▶ [Written instruction]: Set out the lines of the items below as a numbered list, from the line containing "road roller cab." through the line containing "x=550 y=256", both included, and leave out any blank lines.

▶ [Records for the exercise]:
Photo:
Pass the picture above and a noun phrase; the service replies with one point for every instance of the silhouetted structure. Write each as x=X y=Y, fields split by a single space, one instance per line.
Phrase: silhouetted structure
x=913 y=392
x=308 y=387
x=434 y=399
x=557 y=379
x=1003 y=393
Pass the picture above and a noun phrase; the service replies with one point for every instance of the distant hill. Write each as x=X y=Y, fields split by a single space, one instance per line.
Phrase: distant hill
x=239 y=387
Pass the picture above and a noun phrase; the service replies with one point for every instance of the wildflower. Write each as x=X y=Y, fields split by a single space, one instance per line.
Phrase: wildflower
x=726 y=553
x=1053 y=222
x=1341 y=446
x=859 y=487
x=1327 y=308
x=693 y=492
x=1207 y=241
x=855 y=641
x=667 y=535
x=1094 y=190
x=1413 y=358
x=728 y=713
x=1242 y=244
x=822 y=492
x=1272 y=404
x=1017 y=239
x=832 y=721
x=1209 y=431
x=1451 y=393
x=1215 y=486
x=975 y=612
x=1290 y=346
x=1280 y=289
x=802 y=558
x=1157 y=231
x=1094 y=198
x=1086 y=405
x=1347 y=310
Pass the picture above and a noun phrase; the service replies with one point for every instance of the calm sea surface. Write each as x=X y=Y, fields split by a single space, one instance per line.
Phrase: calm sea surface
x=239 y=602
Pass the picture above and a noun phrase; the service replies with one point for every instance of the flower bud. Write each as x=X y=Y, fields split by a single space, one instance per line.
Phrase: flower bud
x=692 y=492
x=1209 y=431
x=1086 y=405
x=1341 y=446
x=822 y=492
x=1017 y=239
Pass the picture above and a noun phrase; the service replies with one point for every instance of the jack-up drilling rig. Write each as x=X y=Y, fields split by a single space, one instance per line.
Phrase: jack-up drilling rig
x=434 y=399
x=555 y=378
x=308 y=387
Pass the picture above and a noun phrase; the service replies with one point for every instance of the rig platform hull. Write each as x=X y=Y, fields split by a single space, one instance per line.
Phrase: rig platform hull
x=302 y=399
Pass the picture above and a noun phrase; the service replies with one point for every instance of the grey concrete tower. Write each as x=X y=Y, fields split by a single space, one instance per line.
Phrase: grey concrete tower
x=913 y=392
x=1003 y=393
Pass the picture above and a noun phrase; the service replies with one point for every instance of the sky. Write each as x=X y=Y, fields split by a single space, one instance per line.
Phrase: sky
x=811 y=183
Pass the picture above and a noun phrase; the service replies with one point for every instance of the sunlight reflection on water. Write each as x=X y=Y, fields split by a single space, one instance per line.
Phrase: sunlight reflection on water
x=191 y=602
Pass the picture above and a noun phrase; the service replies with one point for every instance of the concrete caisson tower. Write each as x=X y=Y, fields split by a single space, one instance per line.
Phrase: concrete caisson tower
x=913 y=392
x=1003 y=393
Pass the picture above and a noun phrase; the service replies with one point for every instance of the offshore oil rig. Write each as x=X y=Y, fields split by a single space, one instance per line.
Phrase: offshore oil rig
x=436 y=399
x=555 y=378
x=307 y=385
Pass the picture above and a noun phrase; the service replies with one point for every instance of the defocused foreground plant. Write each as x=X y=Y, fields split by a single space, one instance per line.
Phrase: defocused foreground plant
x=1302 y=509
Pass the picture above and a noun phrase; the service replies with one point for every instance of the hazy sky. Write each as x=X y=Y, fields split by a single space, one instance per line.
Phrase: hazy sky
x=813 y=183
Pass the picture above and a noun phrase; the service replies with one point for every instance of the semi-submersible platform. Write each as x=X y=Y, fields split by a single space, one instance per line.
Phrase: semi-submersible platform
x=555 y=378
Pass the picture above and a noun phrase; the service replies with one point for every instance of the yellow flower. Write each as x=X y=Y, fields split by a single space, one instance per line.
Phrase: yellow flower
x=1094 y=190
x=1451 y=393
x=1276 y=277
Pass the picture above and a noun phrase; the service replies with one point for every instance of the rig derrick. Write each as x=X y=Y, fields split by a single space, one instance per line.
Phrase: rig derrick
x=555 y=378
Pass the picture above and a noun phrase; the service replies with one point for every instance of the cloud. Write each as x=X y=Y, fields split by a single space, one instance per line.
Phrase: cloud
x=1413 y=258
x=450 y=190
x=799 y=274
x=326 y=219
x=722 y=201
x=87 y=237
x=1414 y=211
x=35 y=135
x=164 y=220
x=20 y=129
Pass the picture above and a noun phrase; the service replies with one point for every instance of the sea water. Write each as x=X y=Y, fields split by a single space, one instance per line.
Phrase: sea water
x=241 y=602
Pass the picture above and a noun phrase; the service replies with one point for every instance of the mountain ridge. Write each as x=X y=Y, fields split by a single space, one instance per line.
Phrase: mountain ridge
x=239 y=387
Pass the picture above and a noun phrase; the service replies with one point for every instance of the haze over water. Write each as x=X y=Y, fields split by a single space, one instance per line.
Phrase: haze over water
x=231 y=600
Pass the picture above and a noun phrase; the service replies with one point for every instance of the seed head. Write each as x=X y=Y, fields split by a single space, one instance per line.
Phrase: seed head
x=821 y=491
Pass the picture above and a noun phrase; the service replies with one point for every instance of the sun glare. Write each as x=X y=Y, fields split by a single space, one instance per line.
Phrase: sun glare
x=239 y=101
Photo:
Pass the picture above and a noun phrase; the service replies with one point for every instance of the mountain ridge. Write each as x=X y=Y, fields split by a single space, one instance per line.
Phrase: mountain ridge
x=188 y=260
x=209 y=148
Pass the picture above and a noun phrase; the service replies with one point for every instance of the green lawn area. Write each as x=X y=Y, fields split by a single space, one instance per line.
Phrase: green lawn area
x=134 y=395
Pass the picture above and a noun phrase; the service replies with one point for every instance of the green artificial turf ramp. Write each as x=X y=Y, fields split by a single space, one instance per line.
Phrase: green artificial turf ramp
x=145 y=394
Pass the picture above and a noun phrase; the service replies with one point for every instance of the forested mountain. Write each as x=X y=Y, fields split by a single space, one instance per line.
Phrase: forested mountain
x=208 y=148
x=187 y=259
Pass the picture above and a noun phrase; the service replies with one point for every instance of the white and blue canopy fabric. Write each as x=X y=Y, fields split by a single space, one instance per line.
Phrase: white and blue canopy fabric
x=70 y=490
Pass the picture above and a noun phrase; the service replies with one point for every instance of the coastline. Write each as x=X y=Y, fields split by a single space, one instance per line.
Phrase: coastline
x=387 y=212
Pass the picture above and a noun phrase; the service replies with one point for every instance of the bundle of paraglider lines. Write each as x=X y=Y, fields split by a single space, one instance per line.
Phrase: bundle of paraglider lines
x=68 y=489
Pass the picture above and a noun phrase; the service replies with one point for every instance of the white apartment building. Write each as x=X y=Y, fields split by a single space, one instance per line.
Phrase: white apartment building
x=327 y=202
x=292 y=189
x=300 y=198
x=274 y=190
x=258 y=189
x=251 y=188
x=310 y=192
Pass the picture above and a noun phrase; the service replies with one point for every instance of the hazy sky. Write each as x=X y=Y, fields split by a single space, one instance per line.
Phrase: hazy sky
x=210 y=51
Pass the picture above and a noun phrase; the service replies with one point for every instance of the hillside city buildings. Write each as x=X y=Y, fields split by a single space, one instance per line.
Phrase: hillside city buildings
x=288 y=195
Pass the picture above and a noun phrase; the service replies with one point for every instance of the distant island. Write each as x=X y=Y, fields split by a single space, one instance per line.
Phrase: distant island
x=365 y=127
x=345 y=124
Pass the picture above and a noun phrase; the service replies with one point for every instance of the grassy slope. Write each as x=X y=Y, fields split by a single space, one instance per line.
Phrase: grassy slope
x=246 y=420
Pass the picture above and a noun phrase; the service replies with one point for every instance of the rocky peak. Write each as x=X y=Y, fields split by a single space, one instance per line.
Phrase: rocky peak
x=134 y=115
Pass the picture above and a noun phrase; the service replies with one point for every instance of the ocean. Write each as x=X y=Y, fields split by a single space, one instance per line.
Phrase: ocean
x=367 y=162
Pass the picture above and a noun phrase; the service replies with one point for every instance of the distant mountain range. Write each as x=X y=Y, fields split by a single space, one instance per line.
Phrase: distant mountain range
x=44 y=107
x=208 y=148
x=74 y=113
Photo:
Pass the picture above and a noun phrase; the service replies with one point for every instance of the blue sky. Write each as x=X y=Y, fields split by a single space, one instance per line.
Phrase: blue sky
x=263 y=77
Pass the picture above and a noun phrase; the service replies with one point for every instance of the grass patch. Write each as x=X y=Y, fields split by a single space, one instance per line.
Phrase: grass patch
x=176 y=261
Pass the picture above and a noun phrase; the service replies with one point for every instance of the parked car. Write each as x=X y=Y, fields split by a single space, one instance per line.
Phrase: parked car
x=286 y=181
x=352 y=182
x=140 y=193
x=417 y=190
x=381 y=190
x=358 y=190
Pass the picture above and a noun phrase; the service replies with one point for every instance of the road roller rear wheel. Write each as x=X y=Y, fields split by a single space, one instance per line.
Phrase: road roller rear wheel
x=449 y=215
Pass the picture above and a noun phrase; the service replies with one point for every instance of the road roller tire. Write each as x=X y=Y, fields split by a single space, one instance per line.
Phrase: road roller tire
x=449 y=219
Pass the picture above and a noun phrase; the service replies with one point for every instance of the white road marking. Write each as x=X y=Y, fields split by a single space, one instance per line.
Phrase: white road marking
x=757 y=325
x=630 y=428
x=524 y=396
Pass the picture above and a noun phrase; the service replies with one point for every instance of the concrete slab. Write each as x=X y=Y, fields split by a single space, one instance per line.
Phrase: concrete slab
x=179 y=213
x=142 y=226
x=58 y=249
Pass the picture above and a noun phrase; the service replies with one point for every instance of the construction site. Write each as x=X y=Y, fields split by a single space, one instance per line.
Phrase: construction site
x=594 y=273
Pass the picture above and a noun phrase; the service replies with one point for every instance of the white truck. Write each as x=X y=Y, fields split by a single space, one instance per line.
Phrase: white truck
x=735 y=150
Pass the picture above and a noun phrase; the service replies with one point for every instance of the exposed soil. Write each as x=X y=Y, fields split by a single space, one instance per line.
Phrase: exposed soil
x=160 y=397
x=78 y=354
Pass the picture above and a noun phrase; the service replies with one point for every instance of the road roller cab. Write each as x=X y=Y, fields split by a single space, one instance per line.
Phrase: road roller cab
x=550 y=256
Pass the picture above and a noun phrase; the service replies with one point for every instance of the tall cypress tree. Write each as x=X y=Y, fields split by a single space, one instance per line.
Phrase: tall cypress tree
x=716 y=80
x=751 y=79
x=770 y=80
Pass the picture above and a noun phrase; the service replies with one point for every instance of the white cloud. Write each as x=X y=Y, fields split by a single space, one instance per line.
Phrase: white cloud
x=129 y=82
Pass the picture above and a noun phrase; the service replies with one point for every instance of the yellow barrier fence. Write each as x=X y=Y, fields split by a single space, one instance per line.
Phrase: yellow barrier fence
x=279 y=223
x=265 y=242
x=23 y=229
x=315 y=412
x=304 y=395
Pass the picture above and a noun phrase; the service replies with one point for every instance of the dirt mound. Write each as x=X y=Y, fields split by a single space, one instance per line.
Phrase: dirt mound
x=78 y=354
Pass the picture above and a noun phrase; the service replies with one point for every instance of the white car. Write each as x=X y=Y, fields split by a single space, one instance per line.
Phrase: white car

▶ [Answer in full]:
1. Pass the picture above and a noun phrase; the service replies with one point for every instance of the road roller cab. Write each as x=X y=Y, fields split by a single space, one instance per line.
2. Phrase: road roller cab
3. x=550 y=256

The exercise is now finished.